■ DOCUMENT EXTRACT
The Company’s obligations under the New Secured Term Loan Agreement and any hedging or cash management obligations entered into by the Company or any of its current and future domestic restricted subsidiaries (the “Subsidiary Guarantors” and, together with the Company, the “Loan Parties”) with a lender under the New Secured Term Loan Agreement, the New Agreement Agent or an affiliate of any such person are guaranteed by the Company and each Subsidiary Guarantor. The Company’s and the Subsidiary Guarantors’ obligations under the New Secured Term Loan Agreement are secured by substantially all of their assets, subject to certain customary exceptions.

 

The Company is required to make mandatory prepayments of loans outstanding under the Facility (without payment of a premium or penalty) (i) in the case of any disposition of intellectual property, the then applicable LTV Percentage (as defined in the BoA Credit Agreement) of the orderly liquidation value thereof, (ii) in the case of any other disposition of any other assets, 100% of the net proceeds thereof, subject to certain reinvestment rights, and (iii) in the case of any Consolidated Excess Cash Flow (as defined in the New Secured Term Loan Agreement), 50% thereof, which shall decrease to 0% if the consolidated total leverage ratio is less than 3.00:1.00. The loans under the Facility are not subject to amortization.

■ TASKS TO CARRY OUT
[A] In the loan agreement excerpt, what share of Consolidated Excess Cash Flow must go to mandatory prepayments, and when does that share fall to zero?
[B] Continue the loan agreement excerpt above from the point where it stops.
The records below come from a separate source.

■ DATA SECTION
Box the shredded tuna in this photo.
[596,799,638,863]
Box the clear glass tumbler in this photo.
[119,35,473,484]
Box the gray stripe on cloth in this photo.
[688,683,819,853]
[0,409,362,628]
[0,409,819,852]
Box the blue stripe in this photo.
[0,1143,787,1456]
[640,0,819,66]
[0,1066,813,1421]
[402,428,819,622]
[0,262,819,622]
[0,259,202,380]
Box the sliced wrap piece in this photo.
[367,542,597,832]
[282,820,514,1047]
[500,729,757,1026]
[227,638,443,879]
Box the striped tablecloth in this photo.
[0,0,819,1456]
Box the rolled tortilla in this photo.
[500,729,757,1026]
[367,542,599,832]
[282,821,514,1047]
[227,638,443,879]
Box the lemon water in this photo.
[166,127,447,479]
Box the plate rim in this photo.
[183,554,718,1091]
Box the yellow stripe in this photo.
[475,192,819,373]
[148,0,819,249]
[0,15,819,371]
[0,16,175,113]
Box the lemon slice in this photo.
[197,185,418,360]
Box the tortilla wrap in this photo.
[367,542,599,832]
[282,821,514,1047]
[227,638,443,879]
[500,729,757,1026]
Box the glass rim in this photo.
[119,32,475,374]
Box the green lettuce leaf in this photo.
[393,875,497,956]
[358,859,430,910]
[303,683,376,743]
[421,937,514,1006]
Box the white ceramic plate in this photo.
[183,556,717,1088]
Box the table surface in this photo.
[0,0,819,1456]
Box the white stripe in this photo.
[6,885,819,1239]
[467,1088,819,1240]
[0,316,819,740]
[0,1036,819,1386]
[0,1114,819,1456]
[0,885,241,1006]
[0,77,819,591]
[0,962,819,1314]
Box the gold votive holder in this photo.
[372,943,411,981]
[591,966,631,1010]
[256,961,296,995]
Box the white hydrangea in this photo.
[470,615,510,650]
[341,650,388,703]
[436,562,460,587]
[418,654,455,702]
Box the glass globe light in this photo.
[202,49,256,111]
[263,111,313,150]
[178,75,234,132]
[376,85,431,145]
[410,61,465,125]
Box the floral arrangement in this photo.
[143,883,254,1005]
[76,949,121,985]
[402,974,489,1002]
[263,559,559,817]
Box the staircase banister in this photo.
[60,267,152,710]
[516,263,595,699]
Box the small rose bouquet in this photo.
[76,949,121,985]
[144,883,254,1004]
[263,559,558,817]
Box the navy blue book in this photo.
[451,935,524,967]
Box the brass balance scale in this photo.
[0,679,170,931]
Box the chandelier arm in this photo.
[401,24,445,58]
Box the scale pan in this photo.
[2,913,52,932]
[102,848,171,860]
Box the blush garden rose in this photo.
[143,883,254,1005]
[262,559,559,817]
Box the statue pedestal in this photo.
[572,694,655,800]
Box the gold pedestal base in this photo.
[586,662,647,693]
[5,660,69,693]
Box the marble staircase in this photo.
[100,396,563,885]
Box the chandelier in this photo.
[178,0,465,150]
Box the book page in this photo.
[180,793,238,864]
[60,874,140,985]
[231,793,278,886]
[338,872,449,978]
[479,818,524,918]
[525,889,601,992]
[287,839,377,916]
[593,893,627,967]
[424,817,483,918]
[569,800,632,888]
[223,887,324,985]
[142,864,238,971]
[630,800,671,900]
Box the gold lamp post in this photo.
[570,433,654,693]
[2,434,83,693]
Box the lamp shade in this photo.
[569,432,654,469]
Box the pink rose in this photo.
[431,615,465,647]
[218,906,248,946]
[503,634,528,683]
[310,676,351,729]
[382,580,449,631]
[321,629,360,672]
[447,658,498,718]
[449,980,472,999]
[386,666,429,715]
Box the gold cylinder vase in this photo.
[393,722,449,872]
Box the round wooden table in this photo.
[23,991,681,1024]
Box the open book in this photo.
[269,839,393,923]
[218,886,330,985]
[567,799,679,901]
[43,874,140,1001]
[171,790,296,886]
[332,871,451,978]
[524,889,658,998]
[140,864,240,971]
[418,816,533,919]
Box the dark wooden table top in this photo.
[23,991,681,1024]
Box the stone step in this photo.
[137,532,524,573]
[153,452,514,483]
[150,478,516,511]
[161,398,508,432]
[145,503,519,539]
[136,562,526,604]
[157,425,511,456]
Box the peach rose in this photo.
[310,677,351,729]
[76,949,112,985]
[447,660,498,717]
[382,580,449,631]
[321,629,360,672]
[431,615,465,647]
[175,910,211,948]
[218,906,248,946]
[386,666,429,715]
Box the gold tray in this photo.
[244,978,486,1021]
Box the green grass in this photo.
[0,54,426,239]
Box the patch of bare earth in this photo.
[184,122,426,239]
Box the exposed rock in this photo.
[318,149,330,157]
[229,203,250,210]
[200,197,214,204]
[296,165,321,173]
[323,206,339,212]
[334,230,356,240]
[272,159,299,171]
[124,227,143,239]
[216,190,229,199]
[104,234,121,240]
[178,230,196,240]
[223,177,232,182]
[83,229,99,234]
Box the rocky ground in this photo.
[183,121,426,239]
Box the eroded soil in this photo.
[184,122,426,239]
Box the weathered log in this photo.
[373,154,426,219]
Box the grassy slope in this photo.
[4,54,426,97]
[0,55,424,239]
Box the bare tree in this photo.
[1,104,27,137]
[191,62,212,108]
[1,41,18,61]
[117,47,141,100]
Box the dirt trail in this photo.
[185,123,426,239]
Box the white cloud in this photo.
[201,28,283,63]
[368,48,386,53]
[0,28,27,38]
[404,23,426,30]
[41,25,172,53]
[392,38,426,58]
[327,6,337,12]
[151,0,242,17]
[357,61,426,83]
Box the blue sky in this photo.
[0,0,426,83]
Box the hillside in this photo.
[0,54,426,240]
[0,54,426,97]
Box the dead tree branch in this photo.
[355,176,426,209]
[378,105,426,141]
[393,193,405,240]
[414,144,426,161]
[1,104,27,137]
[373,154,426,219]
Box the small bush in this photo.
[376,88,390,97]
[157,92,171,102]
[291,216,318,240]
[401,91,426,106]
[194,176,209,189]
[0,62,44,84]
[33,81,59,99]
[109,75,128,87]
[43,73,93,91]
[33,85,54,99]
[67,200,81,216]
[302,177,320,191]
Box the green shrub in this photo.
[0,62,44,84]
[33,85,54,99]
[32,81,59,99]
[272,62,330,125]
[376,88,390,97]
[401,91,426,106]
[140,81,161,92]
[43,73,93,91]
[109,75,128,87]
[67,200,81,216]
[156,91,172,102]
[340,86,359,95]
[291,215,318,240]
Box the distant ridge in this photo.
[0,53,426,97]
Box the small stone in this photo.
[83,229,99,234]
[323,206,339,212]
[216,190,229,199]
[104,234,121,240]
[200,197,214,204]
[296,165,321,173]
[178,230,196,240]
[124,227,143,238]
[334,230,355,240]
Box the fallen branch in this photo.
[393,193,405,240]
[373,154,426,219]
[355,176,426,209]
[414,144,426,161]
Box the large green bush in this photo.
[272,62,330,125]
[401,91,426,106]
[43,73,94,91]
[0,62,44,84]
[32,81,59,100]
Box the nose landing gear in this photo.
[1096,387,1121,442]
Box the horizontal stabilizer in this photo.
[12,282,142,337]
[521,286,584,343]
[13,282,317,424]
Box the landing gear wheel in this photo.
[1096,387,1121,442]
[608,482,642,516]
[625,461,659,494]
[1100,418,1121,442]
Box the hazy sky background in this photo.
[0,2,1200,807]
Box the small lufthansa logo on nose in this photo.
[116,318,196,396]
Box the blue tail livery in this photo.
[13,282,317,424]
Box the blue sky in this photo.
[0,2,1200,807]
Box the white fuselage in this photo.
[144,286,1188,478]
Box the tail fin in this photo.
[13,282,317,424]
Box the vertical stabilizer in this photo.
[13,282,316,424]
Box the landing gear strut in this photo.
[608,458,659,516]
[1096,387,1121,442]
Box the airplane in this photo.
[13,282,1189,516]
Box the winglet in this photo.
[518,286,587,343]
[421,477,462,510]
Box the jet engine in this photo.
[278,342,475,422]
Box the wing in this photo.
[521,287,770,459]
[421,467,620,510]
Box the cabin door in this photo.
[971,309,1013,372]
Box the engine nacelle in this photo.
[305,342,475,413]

■ RESULTS OF THE TASKS
[A] 50% of Consolidated Excess Cash Flow, which decreases to 0% if the consolidated total leverage ratio is less than 3.00:1.00.

[B]
The Company may make, in whole or in part, voluntarily prepayments of the loans outstanding under the Facility. Such voluntarily prepayments are subject to the payment of customary “breakage” costs with respect to LIBOR-based borrowings and in certain cases to the prepayment premium set forth in the New Secured Term Loan Agreement.

 

The New Secured Term Loan Agreement contains customary representations and warranties and customary affirmative and negative covenants applicable to the Loan Parties and their subsidiaries, including, without limitation, restrictions on liens, investments, indebtedness, fundamental changes, dispositions, restricted payments and prepayment of indebtedness. The New Secured Term Loan Agreement contains financial covenants that require the Loan Parties and their subsidiaries to (i) not exceed a maximum consolidated total leverage ratio initially set at 7.25:1.00, which decreases periodically over the term of the New Secured Term Loan Agreement until the final maximum ratio of 6.75:1.00 is reached for the fiscal quarter ending September 30, 2019 and thereafter and (ii) not exceed a maximum consolidated first lien leverage ratio initially set at 2.47:1.00, which decreases periodically over the term of the New Secured Term Loan Agreement until the final maximum ratio of 2.30:1.00 is reached for the fiscal quarter ending September 30, 2019 and thereafter.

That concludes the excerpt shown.